## YOUR OBJECTIVE
Resume the passage on detecting abnormal aircraft behavior, picking up right after its final sentence.

## TEXT BLOCK
━━━━━━━━━━

In some embodiments, systems and methods can be employed to sense
or detect abnormal aircraft behavior (e.g., flying too close to
water or terrain or on an improper path toward the ground) using
equipment aboard other aircraft in the vicinity. Personnel (e.g.,
the pilots) aboard the other aircraft in the vicinity can contact
the aircraft via radio or other communication device (pilots tune
to some common available frequency) to assist when they are made
aware that the aircraft in vicinity is performing
suspicious/abnormal operations in some embodiments. In some
embodiments, the systems and methods can be employed using other
aircraft to sense or detect that an aircraft in vicinity is
performing suspicious/abnormal operations and alert authorities. In
some embodiments, the systems and methods can be employed using
other aircraft to record flight data associated with an aircraft in
vicinity that is performing suspicious/abnormal operations. The
flight data can be provided to authorities for analysis of the
incident. Further, such information can assist the location of an
aircraft that has crashed or had an unplanned landing. The systems
and methods assist airlines in knowing of aircraft having a
possible CFIT, being en route to CFIT, and or having an unplanned
landing and arrange for necessary help and rescue.
Referring now to FIG. 1, a schematic illustration of an exemplary
embodiment of a control center of an aircraft is shown according to
the inventive concepts disclosed herein. The aircraft control
center 100 (or "cockpit") includes one or more flight displays 102
and one or more user interface (UI) elements 104. The flight
displays 102 may be implemented using any of a variety of display
technologies, including CRT, LCD, organic LED, dot matrix display,
and others. The flight displays 102 may be navigation (NAV)
displays, primary flight displays, electronic flight bag displays,
tablets such as iPad.RTM. computers manufactured by Apple, Inc., or
tablet computers, synthetic vision system displays, head up
displays (HUDs) with or without a projector, wearable displays,
watches, Google Glass.RTM., etc. The flight displays 102 may be
used to provide information to the flight crew, thereby increasing
the flight crew's visual range and enhancing their decision-making
abilities. The flight displays 102 may be configured to function
as, for example, a primary flight display (PFD) used to display
altitude, airspeed, vertical speed, navigation, and traffic
collision avoidance system (TCAS) advisories; a crew alert system
(CAS) configured to provide alerts to the flight crew; a
multi-function display used to display navigation maps, weather
radar, electronic charts, TCAS traffic, aircraft maintenance data,
and electronic checklists, manuals, and procedures; an engine
indicating and/or crew-alerting system (EICAS) display used to
display critical engine and system status data. Other types and
functions of the flight displays 102 are contemplated and will be
apparent to those skilled in the art. According to various
exemplary embodiments of the inventive concepts disclosed herein,
at least one of the flight displays 102 may be configured to
provide a rendered display from the systems and methods described
herein.

━━━━━━━━━━

## DATASET CONTENT

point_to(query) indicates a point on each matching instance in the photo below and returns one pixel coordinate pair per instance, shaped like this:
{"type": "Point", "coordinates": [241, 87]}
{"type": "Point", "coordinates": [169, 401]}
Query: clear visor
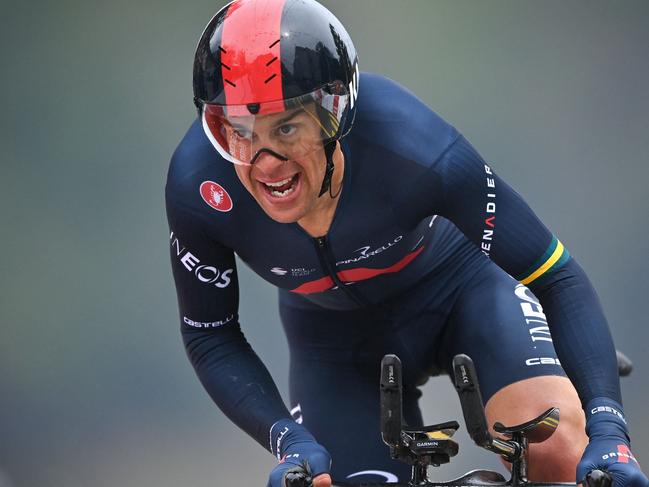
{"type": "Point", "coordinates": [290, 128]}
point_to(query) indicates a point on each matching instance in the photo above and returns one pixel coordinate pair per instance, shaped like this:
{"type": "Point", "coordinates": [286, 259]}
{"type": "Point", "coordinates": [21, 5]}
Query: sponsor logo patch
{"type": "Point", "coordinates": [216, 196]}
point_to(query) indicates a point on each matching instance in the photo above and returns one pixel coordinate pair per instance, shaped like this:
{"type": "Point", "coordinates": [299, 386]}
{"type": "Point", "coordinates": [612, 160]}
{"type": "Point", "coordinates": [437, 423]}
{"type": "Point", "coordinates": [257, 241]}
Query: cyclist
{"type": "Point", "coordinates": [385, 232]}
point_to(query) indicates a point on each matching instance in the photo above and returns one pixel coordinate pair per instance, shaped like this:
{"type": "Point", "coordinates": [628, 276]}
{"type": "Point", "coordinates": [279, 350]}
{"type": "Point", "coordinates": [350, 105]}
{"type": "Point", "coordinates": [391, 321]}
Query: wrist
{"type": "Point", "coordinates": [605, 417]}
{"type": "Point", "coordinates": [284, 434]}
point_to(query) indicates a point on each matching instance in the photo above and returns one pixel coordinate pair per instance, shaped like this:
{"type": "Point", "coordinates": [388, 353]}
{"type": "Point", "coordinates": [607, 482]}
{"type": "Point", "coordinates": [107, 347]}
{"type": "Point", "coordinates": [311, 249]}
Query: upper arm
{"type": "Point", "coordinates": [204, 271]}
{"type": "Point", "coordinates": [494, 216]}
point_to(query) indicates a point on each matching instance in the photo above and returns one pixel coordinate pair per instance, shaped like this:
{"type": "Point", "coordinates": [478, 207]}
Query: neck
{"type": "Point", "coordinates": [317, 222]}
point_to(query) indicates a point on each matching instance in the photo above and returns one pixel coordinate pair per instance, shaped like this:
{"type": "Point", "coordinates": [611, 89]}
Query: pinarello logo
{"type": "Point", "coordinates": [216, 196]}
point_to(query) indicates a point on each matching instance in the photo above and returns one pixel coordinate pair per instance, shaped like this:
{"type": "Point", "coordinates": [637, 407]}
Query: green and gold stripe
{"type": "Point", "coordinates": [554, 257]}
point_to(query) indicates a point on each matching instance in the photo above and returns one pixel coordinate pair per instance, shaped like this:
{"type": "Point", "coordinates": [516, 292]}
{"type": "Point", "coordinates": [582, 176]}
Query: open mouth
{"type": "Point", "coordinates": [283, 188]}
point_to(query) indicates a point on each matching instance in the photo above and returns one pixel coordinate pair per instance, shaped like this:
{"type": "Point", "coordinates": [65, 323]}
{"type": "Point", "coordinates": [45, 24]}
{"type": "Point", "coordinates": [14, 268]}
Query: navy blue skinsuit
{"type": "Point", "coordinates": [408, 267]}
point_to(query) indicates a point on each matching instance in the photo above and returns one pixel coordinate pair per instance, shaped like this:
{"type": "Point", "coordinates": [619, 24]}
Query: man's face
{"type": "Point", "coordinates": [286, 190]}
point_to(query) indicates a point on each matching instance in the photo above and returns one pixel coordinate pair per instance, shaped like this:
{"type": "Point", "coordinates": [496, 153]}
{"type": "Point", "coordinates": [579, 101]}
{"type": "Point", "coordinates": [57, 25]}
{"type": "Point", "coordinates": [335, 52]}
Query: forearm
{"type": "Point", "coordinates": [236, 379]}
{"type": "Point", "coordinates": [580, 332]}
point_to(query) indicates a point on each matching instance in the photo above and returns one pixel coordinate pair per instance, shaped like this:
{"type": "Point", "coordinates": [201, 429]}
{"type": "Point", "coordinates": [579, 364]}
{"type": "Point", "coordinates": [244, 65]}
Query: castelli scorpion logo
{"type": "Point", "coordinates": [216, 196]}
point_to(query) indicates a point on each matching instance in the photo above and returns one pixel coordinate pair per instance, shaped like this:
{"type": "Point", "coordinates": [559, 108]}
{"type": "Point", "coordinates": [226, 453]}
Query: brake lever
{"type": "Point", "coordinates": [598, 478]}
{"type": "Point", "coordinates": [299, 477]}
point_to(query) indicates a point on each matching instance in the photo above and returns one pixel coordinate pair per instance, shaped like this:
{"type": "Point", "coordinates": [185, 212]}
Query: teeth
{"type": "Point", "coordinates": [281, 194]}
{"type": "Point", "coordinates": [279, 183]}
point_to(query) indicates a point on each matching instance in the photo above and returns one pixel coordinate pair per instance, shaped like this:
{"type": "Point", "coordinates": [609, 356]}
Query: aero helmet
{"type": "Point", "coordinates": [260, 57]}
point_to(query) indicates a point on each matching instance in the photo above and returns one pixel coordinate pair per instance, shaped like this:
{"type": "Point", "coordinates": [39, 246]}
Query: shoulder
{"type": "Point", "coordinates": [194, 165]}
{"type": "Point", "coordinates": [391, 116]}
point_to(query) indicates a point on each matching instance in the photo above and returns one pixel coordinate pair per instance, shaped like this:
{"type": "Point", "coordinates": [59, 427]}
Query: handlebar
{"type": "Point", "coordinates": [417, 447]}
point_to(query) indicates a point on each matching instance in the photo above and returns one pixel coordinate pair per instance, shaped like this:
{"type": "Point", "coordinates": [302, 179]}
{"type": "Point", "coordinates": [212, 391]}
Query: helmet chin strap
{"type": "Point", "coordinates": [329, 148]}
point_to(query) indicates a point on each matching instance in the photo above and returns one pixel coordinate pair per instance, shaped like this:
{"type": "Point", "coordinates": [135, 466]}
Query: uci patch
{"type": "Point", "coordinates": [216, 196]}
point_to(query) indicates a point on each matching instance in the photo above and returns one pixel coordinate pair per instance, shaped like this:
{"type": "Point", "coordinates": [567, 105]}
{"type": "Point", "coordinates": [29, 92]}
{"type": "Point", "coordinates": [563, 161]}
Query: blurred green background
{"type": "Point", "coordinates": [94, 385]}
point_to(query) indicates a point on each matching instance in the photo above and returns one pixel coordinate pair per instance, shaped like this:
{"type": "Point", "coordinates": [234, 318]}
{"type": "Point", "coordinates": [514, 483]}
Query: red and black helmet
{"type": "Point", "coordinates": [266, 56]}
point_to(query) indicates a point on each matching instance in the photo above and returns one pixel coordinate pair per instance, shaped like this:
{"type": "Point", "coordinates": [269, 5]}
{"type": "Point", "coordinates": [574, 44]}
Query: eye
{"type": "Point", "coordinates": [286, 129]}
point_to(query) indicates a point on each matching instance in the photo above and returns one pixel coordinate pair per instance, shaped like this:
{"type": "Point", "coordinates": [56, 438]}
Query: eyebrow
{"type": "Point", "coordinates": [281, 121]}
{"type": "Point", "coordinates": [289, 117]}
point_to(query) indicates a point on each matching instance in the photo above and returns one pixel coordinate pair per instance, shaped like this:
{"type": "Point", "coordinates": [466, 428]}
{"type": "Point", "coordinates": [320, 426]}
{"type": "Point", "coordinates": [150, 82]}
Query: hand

━━━━━━━━━━

## TASK RESPONSE
In some embodiments, systems and methods sense or detect that an
aircraft in the vicinity is flying abnormally (e.g., too close to
the ground (e.g., water or terrain) or on an improper path toward
the ground) and provide such information on the one or more flight
displays 102. The flight displays 102 provide an output from an
aircraft-based system, a ground-based system, a satellite-based
system, or from a system of another aircraft. In some embodiments,
the flight displays 102 provide the information on a traffic
collision avoidance (TCAS) display or Automatic Dependent
Surveillance (ADS) display (e.g., a broadcast (ADS-B) or
re-broadcast (ADS-R) display) and include an interface element of
the UI elements 104 for sending a panic or Mayday message. For
example, the flight displays 102 may include an avionics display, a
joint display, an air traffic display, a weather radar map, and a
terrain display configured to provide information related to
aircraft in the vicinity that are flying too close to water or
terrain or on an improper path toward the ground and include
information about the aircraft (e.g., identification, location,
call sign, speed altitude, etc.)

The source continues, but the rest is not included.